■ Written problem
Copy the rows from the line with "of the tree" to the line with "x=573, y=605", switching "coordinate pair" to "coordinate position" and leaving everything else unchanged.

(Data items)

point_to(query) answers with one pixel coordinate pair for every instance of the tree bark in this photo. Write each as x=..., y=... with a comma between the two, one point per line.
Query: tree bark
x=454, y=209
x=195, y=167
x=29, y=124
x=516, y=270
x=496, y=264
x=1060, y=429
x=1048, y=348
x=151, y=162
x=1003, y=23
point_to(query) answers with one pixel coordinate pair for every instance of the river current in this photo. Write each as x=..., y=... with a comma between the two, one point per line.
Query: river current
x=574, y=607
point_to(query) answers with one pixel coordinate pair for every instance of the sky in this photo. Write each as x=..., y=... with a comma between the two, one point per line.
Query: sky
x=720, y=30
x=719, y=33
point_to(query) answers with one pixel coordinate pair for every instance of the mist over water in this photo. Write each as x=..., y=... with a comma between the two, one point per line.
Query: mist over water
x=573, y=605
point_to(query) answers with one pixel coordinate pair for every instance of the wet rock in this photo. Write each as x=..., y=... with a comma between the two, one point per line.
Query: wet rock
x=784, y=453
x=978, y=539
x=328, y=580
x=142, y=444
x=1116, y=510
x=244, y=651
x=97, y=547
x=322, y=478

...

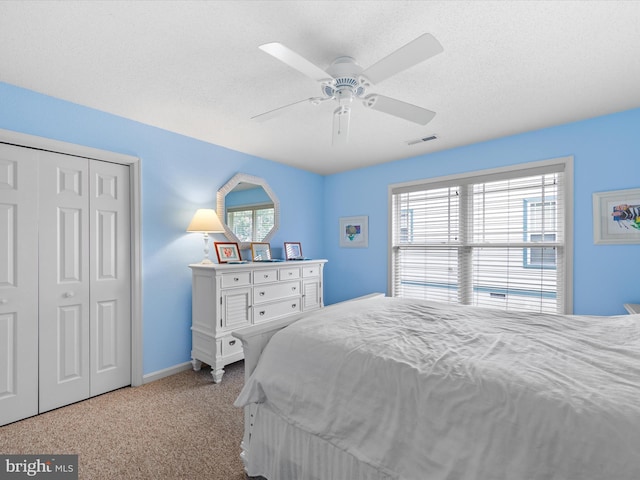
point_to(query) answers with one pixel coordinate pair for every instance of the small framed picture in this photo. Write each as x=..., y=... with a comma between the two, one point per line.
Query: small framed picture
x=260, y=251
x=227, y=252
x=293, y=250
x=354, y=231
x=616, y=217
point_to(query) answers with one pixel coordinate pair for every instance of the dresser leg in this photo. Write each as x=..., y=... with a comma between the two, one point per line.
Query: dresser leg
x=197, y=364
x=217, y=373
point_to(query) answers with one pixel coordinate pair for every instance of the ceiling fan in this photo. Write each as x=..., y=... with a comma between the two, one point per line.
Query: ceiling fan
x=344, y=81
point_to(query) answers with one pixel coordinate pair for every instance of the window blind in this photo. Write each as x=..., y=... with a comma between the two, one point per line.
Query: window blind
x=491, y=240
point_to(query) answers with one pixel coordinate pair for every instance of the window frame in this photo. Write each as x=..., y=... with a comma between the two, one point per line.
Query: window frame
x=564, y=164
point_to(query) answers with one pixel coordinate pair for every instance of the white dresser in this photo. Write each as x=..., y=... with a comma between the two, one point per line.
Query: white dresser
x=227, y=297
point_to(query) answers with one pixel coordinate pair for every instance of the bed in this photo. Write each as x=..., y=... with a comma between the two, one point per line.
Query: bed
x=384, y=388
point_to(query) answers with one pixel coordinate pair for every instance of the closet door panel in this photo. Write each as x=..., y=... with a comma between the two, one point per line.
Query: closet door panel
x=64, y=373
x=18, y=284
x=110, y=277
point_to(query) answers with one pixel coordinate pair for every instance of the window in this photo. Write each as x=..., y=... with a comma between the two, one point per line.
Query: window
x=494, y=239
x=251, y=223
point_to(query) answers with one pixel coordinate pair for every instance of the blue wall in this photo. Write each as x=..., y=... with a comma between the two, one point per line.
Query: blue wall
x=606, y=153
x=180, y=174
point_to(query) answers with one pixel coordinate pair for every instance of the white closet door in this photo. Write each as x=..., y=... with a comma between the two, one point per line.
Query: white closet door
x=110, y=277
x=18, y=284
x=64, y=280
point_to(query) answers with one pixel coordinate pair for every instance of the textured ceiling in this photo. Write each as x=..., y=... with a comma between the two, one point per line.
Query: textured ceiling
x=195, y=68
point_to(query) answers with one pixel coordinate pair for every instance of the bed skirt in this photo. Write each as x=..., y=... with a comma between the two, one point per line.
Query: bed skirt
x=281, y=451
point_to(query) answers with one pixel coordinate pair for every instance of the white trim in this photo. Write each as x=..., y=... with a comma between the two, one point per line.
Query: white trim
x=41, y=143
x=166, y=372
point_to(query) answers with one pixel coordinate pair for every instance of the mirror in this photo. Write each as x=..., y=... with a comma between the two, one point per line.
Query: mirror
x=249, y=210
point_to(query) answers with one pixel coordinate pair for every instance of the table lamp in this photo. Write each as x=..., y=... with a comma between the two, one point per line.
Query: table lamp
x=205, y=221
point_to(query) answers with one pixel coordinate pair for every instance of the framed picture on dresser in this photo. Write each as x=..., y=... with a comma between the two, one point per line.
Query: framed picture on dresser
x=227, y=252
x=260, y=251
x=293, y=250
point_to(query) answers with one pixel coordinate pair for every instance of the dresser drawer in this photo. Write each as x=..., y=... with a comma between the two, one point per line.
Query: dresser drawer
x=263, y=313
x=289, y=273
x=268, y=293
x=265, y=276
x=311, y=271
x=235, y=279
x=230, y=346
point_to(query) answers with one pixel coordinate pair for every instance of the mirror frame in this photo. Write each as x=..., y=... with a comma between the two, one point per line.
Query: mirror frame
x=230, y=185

...

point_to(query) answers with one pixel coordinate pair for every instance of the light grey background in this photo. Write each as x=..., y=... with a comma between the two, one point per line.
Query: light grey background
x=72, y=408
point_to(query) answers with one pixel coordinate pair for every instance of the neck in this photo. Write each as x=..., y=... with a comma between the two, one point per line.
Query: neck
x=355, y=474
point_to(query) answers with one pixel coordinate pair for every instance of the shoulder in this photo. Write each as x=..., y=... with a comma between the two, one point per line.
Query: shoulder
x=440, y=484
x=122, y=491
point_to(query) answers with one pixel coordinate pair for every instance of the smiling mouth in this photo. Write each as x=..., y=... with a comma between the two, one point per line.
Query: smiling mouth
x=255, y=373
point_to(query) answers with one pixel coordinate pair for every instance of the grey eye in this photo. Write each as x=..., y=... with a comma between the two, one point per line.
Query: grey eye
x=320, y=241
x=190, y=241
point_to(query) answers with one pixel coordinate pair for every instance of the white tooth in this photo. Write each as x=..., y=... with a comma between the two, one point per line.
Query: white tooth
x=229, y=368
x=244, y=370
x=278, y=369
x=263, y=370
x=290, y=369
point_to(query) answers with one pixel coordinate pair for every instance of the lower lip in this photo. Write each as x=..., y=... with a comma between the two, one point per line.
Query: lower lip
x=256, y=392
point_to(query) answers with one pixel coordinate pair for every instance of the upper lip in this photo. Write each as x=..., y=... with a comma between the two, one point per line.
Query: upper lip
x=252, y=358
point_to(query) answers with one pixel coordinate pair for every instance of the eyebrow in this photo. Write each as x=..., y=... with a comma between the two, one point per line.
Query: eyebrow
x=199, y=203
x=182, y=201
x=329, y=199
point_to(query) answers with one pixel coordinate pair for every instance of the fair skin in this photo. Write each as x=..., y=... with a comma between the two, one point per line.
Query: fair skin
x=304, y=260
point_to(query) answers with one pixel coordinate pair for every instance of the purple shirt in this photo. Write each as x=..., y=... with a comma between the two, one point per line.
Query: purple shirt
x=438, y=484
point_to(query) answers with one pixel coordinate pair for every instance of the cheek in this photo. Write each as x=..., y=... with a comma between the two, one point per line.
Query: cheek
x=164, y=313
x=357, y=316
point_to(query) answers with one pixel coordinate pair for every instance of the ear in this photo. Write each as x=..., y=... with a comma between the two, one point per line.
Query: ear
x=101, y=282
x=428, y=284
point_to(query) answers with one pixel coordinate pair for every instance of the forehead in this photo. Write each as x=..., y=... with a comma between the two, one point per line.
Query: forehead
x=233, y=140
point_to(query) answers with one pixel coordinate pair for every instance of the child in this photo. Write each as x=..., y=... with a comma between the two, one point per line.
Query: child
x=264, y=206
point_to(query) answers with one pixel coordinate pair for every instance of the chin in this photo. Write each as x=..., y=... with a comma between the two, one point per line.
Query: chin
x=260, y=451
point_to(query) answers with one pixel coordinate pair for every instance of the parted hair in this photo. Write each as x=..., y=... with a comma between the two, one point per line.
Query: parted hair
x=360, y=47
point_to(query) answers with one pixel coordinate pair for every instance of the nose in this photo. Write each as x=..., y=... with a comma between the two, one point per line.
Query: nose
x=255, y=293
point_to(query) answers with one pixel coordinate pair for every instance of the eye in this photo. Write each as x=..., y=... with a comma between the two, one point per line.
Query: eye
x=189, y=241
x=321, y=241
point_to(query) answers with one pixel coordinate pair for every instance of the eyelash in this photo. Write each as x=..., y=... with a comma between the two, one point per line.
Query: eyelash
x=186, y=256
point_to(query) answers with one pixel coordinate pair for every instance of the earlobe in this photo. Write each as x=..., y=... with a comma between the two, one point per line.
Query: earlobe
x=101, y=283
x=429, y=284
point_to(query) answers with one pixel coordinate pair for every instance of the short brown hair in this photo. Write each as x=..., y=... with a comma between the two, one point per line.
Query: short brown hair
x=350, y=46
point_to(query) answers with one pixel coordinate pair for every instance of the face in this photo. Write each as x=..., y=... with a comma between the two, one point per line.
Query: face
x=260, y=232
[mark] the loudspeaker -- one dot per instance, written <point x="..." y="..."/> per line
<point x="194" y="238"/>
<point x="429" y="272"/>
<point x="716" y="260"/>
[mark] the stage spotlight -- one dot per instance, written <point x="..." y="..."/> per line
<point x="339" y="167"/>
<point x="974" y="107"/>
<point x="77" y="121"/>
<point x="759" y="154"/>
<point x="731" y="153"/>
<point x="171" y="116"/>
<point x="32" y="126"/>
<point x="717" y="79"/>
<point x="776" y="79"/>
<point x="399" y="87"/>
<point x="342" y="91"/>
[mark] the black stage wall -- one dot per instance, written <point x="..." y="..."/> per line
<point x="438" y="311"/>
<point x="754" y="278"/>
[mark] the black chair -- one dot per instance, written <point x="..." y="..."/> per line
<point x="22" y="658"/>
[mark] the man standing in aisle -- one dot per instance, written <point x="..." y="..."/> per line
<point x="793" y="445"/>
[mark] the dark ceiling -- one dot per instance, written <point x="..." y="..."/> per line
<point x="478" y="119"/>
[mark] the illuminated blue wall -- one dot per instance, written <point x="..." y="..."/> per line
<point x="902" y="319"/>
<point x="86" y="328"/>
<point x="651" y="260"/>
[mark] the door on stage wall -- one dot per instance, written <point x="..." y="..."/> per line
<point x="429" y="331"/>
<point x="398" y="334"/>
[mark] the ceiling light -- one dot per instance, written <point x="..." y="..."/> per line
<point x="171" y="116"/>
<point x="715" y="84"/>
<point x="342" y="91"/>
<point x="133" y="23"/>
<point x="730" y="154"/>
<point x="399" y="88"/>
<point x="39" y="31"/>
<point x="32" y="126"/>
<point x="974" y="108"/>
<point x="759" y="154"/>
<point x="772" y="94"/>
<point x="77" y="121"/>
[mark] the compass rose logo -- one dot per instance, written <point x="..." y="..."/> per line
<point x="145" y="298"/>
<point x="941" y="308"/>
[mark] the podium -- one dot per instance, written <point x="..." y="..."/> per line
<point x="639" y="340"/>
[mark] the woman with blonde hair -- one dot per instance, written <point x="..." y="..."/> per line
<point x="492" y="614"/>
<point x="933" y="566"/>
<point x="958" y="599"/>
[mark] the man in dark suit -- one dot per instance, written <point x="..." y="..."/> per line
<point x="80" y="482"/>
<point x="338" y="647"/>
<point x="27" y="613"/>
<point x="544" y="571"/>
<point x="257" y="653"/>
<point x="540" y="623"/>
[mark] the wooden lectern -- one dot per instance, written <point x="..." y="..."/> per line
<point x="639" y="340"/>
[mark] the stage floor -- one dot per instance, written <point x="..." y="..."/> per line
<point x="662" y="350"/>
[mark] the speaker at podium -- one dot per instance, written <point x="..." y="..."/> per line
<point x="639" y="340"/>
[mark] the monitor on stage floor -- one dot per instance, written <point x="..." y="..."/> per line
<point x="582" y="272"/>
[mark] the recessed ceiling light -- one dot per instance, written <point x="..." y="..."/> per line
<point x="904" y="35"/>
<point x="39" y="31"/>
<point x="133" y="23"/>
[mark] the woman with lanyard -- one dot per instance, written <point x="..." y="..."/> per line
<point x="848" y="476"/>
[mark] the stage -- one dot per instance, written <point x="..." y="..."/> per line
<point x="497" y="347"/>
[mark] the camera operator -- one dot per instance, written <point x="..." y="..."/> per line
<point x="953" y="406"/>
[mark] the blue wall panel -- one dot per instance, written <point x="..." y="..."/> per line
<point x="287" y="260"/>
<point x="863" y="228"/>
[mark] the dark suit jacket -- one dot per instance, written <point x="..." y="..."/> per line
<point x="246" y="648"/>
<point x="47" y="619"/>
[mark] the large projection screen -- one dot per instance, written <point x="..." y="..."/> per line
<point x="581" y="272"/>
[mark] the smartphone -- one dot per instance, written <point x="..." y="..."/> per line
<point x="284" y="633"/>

■ The completed task
point_to(query) answers with one pixel coordinate position for every instance of the tree bark in this photo. Write each as x=..., y=... with a comma between the two, one point per line.
Query: tree bark
x=454, y=209
x=195, y=167
x=29, y=124
x=516, y=270
x=496, y=264
x=1060, y=429
x=1048, y=348
x=151, y=162
x=1003, y=23
point_to(query) answers with one pixel coordinate position for every instance of the river current in this photo. Write each as x=..., y=... with a comma between the two, one point per line.
Query: river current
x=574, y=607
point_to(query) answers with one pixel coordinate position for every instance of the sky in this photo. Write each as x=..., y=... with a comma between the two, one point per line.
Query: sky
x=720, y=30
x=719, y=33
point_to(query) answers with one pixel coordinate position for every instance of the mist over water in this photo. Write each as x=..., y=... with a comma between the two, one point per line.
Query: mist over water
x=573, y=605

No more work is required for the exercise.